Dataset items
╭──

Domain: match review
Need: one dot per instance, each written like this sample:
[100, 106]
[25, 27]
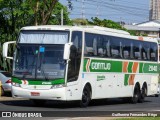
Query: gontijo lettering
[101, 66]
[152, 68]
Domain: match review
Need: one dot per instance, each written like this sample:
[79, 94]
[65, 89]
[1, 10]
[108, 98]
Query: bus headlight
[15, 84]
[57, 86]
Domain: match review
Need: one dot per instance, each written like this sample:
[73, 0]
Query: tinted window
[6, 74]
[116, 47]
[75, 56]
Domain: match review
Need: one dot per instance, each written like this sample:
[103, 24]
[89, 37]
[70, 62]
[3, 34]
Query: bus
[82, 63]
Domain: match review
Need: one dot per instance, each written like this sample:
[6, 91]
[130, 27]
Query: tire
[142, 94]
[2, 91]
[136, 95]
[38, 103]
[156, 95]
[86, 97]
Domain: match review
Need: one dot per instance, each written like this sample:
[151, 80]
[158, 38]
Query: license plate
[35, 94]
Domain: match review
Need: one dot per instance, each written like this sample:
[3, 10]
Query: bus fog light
[15, 84]
[57, 86]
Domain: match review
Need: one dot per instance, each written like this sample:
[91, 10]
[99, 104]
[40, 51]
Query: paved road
[96, 108]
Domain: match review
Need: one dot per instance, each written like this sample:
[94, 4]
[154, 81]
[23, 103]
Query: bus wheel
[2, 91]
[38, 102]
[142, 94]
[86, 97]
[136, 95]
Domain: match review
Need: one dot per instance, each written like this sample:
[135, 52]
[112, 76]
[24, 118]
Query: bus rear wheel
[142, 94]
[86, 97]
[136, 95]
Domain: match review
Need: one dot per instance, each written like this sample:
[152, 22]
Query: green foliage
[79, 21]
[15, 14]
[106, 23]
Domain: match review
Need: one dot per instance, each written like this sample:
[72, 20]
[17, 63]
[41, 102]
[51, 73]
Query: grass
[139, 118]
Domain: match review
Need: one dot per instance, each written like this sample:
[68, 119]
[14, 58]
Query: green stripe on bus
[40, 82]
[130, 67]
[141, 67]
[96, 65]
[126, 77]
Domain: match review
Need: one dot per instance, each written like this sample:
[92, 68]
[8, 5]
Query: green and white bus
[82, 63]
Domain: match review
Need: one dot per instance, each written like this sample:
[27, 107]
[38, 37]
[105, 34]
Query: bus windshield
[39, 61]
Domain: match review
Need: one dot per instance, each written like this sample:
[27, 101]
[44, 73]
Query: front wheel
[86, 97]
[142, 94]
[136, 95]
[38, 102]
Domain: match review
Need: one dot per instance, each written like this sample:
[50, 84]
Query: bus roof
[92, 29]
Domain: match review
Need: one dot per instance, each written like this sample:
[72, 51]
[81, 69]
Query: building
[154, 12]
[149, 28]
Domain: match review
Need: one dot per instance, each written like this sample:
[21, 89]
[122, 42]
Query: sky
[129, 11]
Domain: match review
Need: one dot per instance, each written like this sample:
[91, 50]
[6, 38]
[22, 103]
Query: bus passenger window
[126, 54]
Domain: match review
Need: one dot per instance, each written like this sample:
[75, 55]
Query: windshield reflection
[39, 61]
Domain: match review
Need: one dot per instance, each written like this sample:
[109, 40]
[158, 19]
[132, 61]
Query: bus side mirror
[67, 48]
[5, 49]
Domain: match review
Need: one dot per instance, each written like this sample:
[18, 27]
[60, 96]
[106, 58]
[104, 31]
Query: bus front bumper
[48, 94]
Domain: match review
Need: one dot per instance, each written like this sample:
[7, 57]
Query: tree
[80, 21]
[105, 23]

╰──

Required action: Omit the pictures and set down the records exactly.

Written solution:
Domain: match review
Need: one dot per instance, each written like this sample:
[100, 106]
[25, 27]
Query: gontijo lettering
[101, 66]
[152, 68]
Domain: match review
Need: one dot per instance, each written like this sample:
[79, 94]
[65, 89]
[1, 10]
[108, 98]
Query: bus headlight
[15, 84]
[57, 86]
Domain: match review
Need: one dot per instance, each written like this sample:
[73, 0]
Query: tinted window
[6, 74]
[116, 47]
[75, 56]
Domain: match review
Need: one dot per instance, each written like this sample:
[103, 24]
[89, 37]
[70, 62]
[3, 34]
Query: bus
[82, 63]
Domain: match review
Need: one dot per instance, each written like this sample:
[6, 91]
[130, 27]
Query: tire
[142, 94]
[2, 91]
[136, 95]
[38, 103]
[156, 95]
[86, 97]
Domain: match review
Need: one dot per instance, each written like this sample:
[151, 80]
[158, 38]
Query: license plate
[35, 94]
Domain: match review
Need: one dot per instance, each written like this sample:
[3, 10]
Query: bus fog light
[15, 84]
[57, 86]
Domain: match review
Need: one dot per instance, each written like this sample:
[91, 10]
[99, 104]
[40, 51]
Query: paved road
[96, 108]
Domain: match review
Need: one dot per instance, each written like this sample:
[94, 4]
[154, 81]
[23, 103]
Query: bus wheel
[2, 91]
[38, 102]
[142, 94]
[86, 97]
[136, 95]
Domain: match review
Need: one dot per instance, each written like this sample:
[135, 52]
[112, 76]
[24, 118]
Query: bus rear wheel
[142, 94]
[86, 97]
[136, 95]
Domain: match review
Need: one dot per instance, each written like this sample:
[152, 22]
Query: green foliage
[79, 21]
[15, 14]
[106, 23]
Domain: match review
Need: one dot per instance, each written like this sample:
[72, 20]
[17, 63]
[41, 102]
[51, 73]
Query: grass
[139, 118]
Domain: match review
Need: one dot per instance, each written like this sample:
[68, 119]
[14, 58]
Query: green stripe on bus
[40, 82]
[130, 67]
[141, 67]
[96, 65]
[126, 77]
Domain: match review
Need: one dot per instance, each written like this sample:
[92, 68]
[8, 5]
Query: green and white bus
[82, 63]
Domain: match review
Need: one dot per instance, each written like this sample:
[27, 107]
[38, 37]
[105, 34]
Query: bus windshield
[39, 61]
Domain: match review
Need: one dot per instance, each written like this sample:
[27, 101]
[44, 73]
Query: front wheel
[86, 97]
[142, 94]
[136, 95]
[38, 102]
Domain: match review
Need: one dot per instance, each written like this sample:
[50, 84]
Query: bus roof
[92, 29]
Domain: match review
Need: one dot per instance, each written like this sample:
[72, 51]
[81, 69]
Query: building
[154, 12]
[149, 28]
Domain: match review
Need: one dot per instance, each written like this sample:
[21, 89]
[122, 42]
Query: sky
[129, 11]
Domain: match review
Need: one dot per instance, each written like this sample:
[91, 50]
[6, 38]
[22, 103]
Query: bus passenger window
[126, 54]
Domain: match review
Need: one dot per instance, each written like this sample:
[75, 55]
Query: windshield reflection
[39, 61]
Domain: match review
Need: one dot per instance, each written like this sample:
[109, 40]
[158, 19]
[132, 61]
Query: bus side mirror
[67, 48]
[5, 49]
Domain: match review
Need: one dot per instance, each written like this sample:
[18, 27]
[60, 96]
[106, 58]
[104, 31]
Query: bus front bumper
[48, 94]
Domain: match review
Need: one dot per instance, each written like this sample:
[7, 57]
Query: tree
[80, 21]
[105, 23]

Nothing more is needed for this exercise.